• **WHAT IS NEEDED**: Can you quote exactly the stretch of lines from the one with "the black polo" through the final line of the material, both ends included?

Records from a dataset
## begin
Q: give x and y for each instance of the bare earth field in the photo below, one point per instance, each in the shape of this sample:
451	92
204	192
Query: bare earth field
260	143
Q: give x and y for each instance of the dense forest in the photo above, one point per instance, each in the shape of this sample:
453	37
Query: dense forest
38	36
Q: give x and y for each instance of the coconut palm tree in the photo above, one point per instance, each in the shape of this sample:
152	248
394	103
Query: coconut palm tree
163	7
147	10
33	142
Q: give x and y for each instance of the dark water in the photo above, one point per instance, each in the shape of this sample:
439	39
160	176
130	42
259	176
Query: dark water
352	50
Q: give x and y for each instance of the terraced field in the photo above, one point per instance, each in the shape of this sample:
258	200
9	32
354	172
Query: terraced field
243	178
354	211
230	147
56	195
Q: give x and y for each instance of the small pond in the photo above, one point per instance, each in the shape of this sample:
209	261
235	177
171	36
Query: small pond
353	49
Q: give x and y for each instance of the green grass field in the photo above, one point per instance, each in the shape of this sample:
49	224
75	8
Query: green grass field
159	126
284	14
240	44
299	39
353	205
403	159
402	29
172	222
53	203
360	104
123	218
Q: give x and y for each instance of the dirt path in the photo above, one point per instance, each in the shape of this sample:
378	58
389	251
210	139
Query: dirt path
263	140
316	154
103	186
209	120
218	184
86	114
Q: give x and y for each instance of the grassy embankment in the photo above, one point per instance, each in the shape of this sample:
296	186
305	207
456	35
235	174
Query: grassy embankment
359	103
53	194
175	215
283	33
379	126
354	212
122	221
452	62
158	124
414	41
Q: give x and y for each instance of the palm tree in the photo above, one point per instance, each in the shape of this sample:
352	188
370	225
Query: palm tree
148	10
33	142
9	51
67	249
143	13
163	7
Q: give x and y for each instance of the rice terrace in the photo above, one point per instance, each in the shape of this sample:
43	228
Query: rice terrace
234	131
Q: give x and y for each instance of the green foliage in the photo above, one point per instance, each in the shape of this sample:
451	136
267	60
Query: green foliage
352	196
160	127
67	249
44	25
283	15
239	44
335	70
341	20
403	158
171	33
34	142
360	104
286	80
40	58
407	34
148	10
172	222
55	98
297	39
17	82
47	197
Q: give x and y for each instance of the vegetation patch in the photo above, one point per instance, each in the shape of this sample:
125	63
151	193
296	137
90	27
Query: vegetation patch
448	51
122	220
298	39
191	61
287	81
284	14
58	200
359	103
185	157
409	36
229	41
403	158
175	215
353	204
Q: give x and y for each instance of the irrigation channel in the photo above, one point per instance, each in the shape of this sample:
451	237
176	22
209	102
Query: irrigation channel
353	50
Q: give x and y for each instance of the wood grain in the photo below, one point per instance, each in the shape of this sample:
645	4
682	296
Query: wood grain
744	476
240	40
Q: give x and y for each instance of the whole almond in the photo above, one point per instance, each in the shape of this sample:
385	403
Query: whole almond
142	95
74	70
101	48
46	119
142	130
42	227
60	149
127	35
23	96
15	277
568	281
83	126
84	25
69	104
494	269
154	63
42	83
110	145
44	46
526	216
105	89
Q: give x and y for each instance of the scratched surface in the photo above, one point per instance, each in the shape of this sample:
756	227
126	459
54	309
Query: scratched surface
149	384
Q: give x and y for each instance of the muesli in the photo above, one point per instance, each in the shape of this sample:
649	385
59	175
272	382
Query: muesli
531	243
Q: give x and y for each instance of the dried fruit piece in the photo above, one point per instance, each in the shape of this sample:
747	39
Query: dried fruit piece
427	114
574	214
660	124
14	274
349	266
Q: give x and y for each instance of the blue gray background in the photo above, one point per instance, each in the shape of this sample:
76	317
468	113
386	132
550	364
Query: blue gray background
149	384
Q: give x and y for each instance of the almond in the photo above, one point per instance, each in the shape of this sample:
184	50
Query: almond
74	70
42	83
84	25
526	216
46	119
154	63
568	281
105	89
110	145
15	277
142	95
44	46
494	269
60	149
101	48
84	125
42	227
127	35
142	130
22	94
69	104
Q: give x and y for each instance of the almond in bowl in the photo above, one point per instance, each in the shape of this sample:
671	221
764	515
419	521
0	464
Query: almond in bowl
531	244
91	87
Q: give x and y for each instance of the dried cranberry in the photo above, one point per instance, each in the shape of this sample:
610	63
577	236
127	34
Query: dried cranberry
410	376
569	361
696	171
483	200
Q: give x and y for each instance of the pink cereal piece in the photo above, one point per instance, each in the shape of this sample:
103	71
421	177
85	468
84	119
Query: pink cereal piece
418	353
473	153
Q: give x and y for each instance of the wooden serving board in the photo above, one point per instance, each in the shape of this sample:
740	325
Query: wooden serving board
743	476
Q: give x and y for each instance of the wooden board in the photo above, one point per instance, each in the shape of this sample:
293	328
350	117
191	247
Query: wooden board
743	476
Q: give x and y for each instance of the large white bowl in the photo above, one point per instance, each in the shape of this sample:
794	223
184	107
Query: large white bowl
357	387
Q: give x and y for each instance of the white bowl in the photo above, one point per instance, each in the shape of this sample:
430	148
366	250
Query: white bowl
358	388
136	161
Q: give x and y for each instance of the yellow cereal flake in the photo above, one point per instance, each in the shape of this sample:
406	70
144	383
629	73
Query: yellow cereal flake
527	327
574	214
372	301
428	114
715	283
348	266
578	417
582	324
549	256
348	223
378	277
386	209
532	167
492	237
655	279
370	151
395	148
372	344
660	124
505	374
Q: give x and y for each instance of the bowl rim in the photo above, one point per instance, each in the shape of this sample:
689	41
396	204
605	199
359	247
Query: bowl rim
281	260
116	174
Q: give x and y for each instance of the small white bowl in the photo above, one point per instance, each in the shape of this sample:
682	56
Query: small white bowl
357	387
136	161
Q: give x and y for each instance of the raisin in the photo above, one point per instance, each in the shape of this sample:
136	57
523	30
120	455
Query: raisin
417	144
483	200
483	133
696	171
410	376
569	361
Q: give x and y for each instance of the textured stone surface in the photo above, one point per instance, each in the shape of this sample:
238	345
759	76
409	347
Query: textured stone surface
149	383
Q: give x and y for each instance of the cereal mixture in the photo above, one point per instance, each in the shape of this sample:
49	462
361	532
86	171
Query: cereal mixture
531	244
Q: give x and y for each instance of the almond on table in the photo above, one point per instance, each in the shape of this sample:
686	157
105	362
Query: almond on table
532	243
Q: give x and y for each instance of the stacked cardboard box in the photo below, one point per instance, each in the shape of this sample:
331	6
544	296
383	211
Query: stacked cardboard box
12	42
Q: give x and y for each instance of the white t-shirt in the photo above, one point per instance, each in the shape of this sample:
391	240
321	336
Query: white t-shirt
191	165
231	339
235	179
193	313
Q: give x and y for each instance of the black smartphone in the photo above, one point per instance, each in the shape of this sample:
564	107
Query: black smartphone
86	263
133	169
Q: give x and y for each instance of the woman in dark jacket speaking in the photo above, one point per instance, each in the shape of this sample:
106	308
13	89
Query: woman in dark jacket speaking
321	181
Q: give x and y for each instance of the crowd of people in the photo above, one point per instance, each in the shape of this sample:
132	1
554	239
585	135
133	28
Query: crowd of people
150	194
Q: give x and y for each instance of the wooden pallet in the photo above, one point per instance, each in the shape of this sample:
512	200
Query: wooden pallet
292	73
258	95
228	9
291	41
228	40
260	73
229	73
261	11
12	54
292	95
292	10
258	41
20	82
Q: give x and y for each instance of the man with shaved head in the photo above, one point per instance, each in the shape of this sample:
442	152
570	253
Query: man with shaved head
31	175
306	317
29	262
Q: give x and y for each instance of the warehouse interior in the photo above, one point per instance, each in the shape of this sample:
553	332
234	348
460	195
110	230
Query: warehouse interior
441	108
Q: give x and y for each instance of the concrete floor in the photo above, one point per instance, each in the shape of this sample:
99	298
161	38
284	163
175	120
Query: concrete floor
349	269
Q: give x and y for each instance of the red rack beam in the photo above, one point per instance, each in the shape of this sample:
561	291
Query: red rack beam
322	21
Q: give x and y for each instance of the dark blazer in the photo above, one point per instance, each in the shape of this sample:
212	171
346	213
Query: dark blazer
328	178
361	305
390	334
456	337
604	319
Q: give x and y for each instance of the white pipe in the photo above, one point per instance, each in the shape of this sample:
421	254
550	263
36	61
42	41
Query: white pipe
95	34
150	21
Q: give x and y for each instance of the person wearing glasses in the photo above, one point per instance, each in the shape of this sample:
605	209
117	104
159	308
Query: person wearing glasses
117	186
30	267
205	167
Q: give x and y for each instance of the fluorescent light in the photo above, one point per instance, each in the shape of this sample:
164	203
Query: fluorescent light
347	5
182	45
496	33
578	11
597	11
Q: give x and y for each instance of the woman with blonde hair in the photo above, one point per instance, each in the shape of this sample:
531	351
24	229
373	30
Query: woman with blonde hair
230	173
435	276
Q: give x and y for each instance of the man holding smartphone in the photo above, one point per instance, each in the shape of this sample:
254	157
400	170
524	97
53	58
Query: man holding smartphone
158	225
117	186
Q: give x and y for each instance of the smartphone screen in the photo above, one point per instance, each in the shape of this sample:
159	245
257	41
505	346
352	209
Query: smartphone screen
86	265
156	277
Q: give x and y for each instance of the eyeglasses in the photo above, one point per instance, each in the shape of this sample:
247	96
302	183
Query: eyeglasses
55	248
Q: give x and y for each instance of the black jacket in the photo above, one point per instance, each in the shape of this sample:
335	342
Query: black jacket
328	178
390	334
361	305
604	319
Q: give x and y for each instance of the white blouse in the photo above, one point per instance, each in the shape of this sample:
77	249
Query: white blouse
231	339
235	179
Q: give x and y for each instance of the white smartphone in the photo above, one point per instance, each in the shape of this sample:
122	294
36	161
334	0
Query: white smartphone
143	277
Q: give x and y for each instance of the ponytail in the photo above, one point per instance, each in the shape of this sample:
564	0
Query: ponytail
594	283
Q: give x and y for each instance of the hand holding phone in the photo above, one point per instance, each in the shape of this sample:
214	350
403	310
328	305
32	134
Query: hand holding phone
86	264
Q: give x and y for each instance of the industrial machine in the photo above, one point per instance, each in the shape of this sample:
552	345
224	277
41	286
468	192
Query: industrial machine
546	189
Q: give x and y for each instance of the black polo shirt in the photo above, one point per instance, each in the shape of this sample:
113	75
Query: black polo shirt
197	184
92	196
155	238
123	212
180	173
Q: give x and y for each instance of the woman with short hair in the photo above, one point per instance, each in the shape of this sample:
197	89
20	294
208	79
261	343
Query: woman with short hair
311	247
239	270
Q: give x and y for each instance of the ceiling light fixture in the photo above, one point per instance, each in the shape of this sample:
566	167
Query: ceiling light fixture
## end
• **EXPECTED ANSWER**:
Q: give x and y for each instance of the black polo shirt in the photo above, one point per instance, each in the shape of this sample:
113	75
Query: black polo shirt
197	184
92	196
155	238
123	212
180	173
Q: give x and y for each instance of the woman with short hair in the photo above, one point per instance, each in the shape of this sample:
197	89
20	294
208	79
261	343
Query: woman with short hair
311	247
239	270
Q: give x and y for each instance of the ceiling light fixture in the photo above, one point per instance, each in the shape of this sample:
566	167
Query: ceiling light fixture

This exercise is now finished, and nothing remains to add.